[SEITE]:
══════

Von Blair zu Corbyn, von Obama zu Sanders?

Gestern gewann der vor kurzem noch obskure Hinterbänkler Jeremy Corbyn die Wahl zum Labour-Parteivorsitzenden in Großbritannien. Fast zeitgleich kam die Nachricht, dass Bernie Sanders - Senator aus Vermont, Sozialdemokrat und Präsidentschaftskandidat bei den Democrats - Hillary Clinton zum ersten Mal in Umfragen in Iowa, dem ersten Vorwahl-Staat¹, überholt hat. Ist hier ein neuer Aufschwung der Linken, ist das Teil eines allgemeinen populistischen Trends, der auf der Rechten genauso seine Entsprechung findet, oder was passiert hier? Sowohl Corbyn als auch Sanders haben bereits Kritik aus den eher gemäßigten Teilen ihrer jeweiligen politischen Strömungen bezogen, und ein britischer Bekannter meinte jüngst zu mir: "We're about to elect Lafontaine as Labour deputy." Sehen wir uns beide Phänomene also etwas genauer an.
Jeremy Corbyn ist tatsächlich ein ungewöhnliches Phänomen in Großbritannien. Der Großteil seiner politischen Forderungen schreit geradezu "Old Labour" und wendet sich gegen praktisch alles, was Tony Blair in seiner radikalen Umwandlung der Partei zu New Labour 1997 an die Macht brachte. Corbyn will die Infrastruktur des Landes (vor allem die Eisenbahnen) wieder verstaatlichen, die EU grundlegend reformieren (aber gleichwohl Mitglied bleiben), TTIP ablehnen, die Bank of England anweisen Geld zu drucken um Sozialmaßnahmen zu finanzieren und die Steuern erhöhen, vor allem für die Reichen. Er plädiert zudem für einen Austritt Großbritanniens aus der NATO, ein freundschaftlicheres Verhältnis zu Russland und diversen arabischen Staaten und eine Wiedereröffnung der in den 1980er und 1990er Jahren geschlossenen britischen Kohlebergwerke. Thatchers brutale Vernichtung der Gewerkschaften in den großen Bergwerk-Streiks der frühen 1980er sind ein Labour-Trauma geblieben.
Corbyns Erfolg offenbart eine Sehnsucht nach Sicherheit, die von vielen Wählern vor allem mit der Zeit vor dem Eintreten der großen Globalisierungswelle nach dem Fall des Eisernen Vorhangs verbunden wird. Dieses Bedürfnis teilen sie mit den Fans der rechten Populisten, deren Lösungvsvorschläge (sofern man deren Hasstiraden als solche adeln will) jedoch naturgemäß in eine andere Richtung gehen. Die Ähnlichkeiten von Corbyns Positionen mit denen der LINKEn in Deutschland sind wenig verwunderlich, speisen sie sich doch aus denselben Milieus und Mentalitäten. Auch Lafontaine sprach im Wahlkampf schon davon, die Kohlegruben an der Saar wiederzueröffnen. Die Gegnerschaft zu NATO und Auslandseinsätzen ist ebenfalls schon seit Jahrzehnten ein Dauerbrenner in einem Subset der politischen Linken.

══════

[INHALT DER DATEN]:
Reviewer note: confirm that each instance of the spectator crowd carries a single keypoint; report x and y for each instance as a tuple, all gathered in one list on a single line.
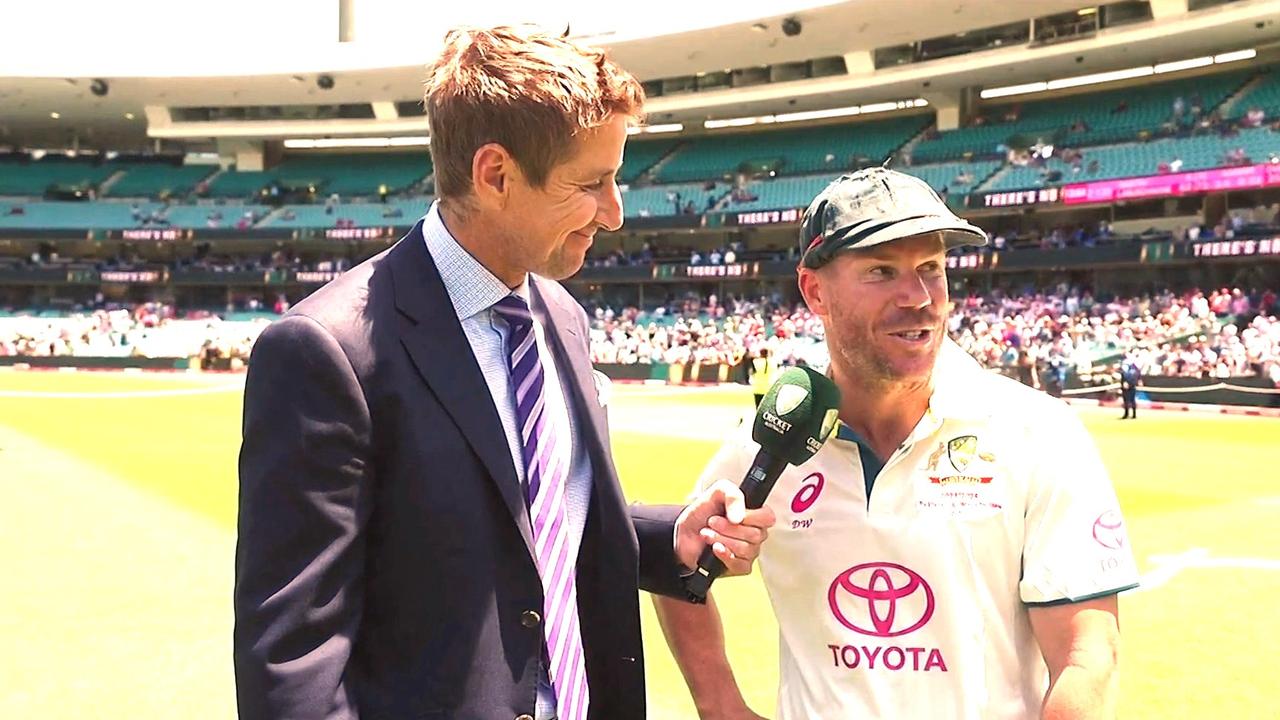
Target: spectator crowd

══════

[ZU ERLEDIGENDE AUFGABEN]:
(a) Nenne alle Personen, die im Text über Corbyn und Sanders namentlich vorkommen, einschließlich der Überschrift. Führe jede Person nur einmal auf.
(b) In welchem Bundesstaat hat Bernie Sanders laut dem Text über Corbyn und Sanders Hillary Clinton in Umfragen zum ersten Mal überholt?
(c) Führe den Text über Corbyn und Sanders nach seinem letzten Satz weiter.

[ERGEBNISSE JE AUFGABE]:
(a) Tony Blair, Jeremy Corbyn, Obama, Bernie Sanders, Hillary Clinton, Lafontaine, Thatcher

(b) In Iowa, dem ersten Vorwahl-Staat.

(c)
Corbyns Positionen sind daher nicht neu, und die NachDenkSeiten verschwenden auch keine Zeit damit aufzulisten, wo ihre erwarteten Vorteile liegen. Gleichwohl hat das ZDF Recht zu sagen, dass Corbyn "nicht nur bei Konservativen als linker Spinner gilt". Zahlreiche führende Labour-Funktionäre, die dem Schattenkabinett angehörten, haben ihren Rücktritt aus demselben eingereicht, und obwohl Corbyn mit rund 60% der Stimmen einen Erdrutschsieg erreicht hat, ist er bei den anderen 40% der Gottseibeiuns und, höflich ausgedrückt, umstritten. Ihn plagen außerdem dieselben Probleme, die viele Linke plagen: Corbyn ist und bleibt letztlich ein Mann der Vergangenheit. So sehr ich ihm darin zustimme, dass die verrottete britische Infrastruktur dringend aufgebessert werden muss und dass mehr Geld für soziale Leistungen angebracht ist, so kann ich über seine außenpolitischen Verrenkungen und seine Idee, den britischen Bergbau wiederzubeleben, nur den Kopf schütteln. Wie die deutsche LINKE auch will Corbyn vor allem zurück in die Zeit vor dem Mauerfall. Zu den Fragen und Technologien der Zukunft findet sich dieseits wie jenseits der Nordsee nichts in den klassischen linken Parteien.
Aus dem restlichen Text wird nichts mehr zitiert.